Pointing entries for named objects
((
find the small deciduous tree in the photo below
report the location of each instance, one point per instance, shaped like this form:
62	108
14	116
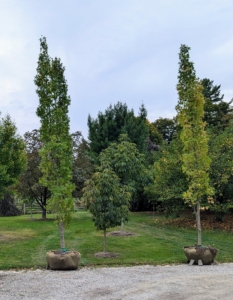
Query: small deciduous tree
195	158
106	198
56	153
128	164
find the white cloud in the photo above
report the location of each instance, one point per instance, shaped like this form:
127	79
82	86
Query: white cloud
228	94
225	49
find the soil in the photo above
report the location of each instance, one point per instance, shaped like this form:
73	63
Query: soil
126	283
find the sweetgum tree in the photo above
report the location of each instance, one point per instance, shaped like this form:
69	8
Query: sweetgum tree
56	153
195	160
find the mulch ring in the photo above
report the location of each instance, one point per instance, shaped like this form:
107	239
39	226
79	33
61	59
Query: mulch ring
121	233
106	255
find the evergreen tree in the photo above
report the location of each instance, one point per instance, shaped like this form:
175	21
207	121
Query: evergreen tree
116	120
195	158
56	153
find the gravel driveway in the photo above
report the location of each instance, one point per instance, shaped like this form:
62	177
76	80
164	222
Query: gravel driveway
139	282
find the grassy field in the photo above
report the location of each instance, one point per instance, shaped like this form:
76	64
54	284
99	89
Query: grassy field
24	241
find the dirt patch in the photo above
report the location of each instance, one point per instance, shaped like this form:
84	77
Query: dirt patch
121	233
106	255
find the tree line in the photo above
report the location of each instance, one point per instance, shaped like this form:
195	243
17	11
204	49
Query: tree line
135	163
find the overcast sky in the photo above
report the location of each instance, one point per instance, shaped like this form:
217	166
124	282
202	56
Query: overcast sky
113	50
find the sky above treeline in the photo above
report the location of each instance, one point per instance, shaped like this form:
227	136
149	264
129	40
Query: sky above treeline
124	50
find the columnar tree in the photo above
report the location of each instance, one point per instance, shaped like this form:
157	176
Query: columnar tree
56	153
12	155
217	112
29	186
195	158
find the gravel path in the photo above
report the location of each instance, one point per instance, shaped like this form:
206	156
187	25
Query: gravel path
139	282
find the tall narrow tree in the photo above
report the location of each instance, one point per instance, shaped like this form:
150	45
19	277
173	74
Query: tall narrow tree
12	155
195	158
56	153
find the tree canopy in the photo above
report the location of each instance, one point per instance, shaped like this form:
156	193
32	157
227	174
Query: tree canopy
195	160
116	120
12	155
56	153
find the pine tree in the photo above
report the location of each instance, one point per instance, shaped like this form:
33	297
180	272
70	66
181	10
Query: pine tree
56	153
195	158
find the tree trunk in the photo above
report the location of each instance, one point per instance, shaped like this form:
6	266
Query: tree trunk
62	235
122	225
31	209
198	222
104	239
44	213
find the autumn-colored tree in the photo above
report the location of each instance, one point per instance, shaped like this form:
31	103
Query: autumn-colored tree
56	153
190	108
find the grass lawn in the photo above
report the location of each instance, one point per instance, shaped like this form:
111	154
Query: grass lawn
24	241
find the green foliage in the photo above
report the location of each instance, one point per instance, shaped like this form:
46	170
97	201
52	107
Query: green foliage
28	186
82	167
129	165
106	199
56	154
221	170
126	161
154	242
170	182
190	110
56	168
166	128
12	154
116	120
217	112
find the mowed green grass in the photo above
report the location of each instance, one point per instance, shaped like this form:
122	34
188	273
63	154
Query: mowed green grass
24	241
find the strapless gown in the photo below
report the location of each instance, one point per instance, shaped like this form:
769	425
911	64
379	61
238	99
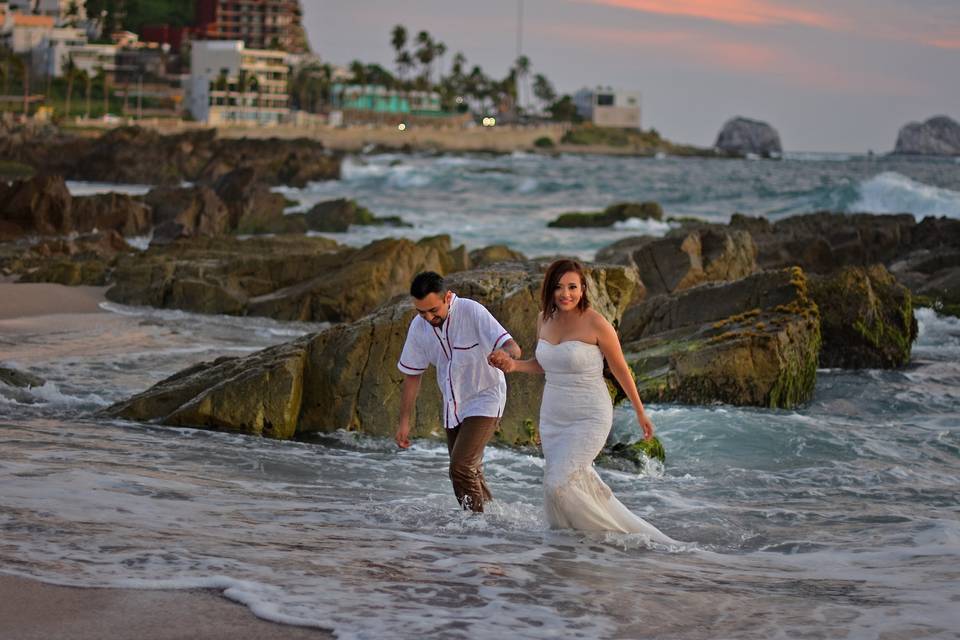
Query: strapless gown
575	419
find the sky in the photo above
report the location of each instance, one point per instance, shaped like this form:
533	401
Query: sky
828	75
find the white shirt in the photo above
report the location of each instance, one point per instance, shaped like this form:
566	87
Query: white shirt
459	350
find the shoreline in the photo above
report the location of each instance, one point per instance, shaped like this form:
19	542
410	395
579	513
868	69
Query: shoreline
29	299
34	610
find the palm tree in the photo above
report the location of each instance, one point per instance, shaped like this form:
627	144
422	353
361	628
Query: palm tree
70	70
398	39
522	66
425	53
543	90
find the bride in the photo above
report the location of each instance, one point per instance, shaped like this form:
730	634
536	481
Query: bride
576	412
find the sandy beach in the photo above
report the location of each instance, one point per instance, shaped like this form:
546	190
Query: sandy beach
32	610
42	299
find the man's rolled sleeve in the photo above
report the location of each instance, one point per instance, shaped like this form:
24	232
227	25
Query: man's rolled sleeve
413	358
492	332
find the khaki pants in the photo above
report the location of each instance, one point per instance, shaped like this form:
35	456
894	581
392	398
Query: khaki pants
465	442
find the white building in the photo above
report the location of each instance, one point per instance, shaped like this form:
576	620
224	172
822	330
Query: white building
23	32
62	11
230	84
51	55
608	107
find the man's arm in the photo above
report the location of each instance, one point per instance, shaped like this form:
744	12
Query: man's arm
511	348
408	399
))
((
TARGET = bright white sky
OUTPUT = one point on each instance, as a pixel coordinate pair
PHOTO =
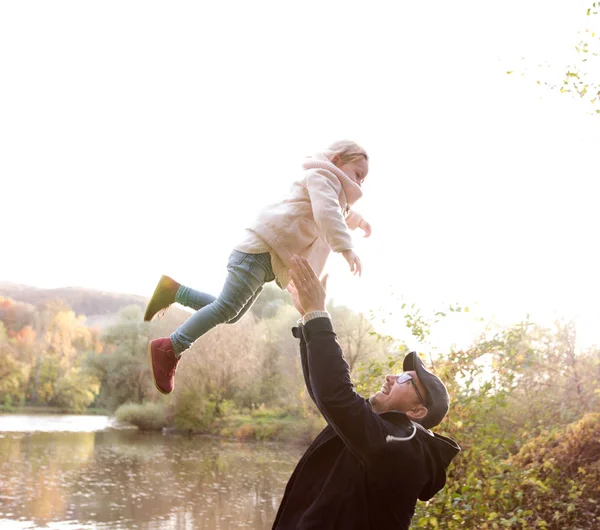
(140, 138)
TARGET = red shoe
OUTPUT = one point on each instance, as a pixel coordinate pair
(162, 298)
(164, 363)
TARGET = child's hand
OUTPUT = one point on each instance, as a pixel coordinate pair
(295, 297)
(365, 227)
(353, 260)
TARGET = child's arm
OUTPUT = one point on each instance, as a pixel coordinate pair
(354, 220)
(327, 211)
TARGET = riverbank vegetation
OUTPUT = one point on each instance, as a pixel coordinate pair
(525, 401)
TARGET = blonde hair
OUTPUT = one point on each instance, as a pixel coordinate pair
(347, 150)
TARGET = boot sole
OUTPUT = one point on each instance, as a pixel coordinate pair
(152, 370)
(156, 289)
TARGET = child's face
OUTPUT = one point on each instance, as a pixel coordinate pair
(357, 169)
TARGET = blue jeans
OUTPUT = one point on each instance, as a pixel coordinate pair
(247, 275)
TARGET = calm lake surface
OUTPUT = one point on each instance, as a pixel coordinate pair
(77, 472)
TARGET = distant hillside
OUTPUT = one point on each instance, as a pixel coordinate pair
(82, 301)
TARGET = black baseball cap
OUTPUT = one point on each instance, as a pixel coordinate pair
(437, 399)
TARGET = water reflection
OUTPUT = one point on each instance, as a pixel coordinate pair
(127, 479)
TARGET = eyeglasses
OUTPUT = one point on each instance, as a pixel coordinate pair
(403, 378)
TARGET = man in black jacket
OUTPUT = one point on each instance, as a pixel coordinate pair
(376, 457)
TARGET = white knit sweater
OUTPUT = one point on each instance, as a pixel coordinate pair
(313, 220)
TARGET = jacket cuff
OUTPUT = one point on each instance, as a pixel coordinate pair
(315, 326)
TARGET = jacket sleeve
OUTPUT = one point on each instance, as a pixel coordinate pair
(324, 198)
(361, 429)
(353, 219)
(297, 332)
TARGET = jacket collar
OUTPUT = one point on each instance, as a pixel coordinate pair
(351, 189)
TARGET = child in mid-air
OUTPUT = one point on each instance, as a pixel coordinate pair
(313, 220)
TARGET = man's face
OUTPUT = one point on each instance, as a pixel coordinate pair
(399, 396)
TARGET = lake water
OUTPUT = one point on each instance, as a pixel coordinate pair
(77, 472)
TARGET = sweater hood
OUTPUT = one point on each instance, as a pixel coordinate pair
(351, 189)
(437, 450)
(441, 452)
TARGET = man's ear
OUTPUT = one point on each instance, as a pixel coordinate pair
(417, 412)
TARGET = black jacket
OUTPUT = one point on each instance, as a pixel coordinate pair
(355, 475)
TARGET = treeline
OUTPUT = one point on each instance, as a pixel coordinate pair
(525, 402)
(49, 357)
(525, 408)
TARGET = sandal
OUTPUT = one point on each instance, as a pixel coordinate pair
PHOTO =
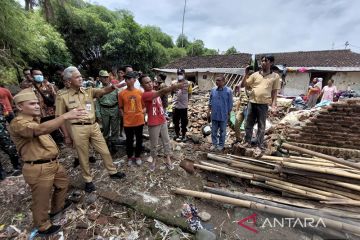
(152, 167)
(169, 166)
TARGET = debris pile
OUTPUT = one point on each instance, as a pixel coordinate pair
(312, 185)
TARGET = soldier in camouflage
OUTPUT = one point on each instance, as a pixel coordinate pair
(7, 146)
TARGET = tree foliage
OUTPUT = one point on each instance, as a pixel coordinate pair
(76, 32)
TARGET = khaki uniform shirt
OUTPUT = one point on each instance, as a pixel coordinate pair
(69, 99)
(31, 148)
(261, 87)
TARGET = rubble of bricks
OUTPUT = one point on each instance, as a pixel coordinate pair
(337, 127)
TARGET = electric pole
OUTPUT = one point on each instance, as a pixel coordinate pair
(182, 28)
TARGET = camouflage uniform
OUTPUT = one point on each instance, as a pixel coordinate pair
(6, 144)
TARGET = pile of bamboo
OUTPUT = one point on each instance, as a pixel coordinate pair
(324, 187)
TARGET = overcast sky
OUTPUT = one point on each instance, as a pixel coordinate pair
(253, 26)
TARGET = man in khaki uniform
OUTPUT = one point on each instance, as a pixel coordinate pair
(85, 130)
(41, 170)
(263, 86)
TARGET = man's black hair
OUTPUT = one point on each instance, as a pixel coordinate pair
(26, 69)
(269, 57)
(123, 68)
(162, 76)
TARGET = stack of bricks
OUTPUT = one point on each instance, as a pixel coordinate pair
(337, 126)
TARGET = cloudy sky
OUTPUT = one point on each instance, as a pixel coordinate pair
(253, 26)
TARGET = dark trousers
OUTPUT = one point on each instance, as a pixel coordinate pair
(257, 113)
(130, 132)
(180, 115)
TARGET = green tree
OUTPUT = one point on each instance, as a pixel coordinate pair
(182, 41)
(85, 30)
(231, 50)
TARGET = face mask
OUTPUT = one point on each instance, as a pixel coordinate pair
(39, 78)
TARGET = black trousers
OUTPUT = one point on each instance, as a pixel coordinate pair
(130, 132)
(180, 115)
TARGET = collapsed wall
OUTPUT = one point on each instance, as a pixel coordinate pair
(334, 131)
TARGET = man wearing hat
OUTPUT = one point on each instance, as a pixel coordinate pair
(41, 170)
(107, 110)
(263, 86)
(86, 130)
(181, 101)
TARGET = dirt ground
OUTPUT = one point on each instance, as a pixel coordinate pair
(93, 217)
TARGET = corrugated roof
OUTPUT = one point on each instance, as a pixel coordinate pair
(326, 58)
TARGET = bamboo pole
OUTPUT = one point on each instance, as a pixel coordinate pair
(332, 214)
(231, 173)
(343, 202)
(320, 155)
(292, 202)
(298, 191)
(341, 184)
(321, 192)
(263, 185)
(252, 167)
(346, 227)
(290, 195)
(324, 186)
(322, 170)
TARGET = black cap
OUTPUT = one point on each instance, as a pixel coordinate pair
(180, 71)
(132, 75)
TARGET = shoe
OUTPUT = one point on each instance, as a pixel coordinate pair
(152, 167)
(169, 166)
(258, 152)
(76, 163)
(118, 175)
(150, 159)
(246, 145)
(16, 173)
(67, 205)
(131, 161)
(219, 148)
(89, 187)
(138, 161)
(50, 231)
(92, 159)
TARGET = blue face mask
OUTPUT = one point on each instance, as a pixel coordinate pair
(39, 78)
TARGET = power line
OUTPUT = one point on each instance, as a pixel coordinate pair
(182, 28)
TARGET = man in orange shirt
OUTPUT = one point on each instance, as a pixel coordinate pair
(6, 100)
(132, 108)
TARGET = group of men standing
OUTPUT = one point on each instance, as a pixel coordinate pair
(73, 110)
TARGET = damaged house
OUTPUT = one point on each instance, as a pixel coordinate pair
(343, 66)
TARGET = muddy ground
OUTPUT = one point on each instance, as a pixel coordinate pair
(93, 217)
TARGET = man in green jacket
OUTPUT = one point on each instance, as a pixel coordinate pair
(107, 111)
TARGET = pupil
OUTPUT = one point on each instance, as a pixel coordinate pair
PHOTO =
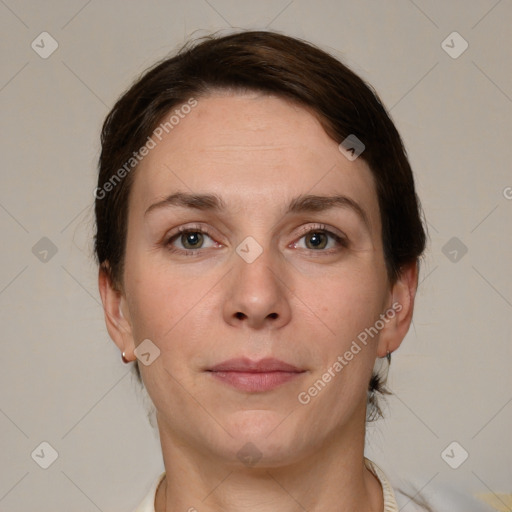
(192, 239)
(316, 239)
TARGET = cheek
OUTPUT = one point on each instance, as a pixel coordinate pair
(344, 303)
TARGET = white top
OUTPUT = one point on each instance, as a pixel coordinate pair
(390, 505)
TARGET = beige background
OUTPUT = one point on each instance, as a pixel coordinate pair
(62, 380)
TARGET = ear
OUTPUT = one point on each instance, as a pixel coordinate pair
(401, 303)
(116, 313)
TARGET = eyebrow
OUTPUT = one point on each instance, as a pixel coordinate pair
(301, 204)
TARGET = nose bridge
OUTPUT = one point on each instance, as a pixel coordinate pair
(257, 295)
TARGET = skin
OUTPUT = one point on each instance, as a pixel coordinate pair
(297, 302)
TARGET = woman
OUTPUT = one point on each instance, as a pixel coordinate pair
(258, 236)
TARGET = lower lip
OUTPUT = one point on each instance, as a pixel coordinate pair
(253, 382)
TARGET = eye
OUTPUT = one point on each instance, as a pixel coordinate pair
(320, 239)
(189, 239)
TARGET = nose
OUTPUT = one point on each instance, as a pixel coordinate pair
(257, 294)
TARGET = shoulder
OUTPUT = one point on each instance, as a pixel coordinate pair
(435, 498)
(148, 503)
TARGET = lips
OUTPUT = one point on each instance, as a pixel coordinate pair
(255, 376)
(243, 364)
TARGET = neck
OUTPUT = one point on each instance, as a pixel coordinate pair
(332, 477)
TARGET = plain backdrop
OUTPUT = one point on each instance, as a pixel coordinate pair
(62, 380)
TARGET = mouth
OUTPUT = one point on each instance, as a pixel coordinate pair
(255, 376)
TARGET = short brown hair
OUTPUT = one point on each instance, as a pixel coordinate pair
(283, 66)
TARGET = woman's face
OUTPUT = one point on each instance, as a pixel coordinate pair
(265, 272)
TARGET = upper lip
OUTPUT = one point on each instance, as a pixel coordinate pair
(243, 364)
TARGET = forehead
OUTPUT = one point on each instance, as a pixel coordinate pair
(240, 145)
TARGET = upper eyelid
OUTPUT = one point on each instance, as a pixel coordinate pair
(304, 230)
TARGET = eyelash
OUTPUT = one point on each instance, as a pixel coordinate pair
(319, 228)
))
> _What is being asked_
Which lines in the records above contain the word "evergreen"? Pick out each of them and copy it.

> _Reply_
find the evergreen tree in the photo above
Query: evergreen tree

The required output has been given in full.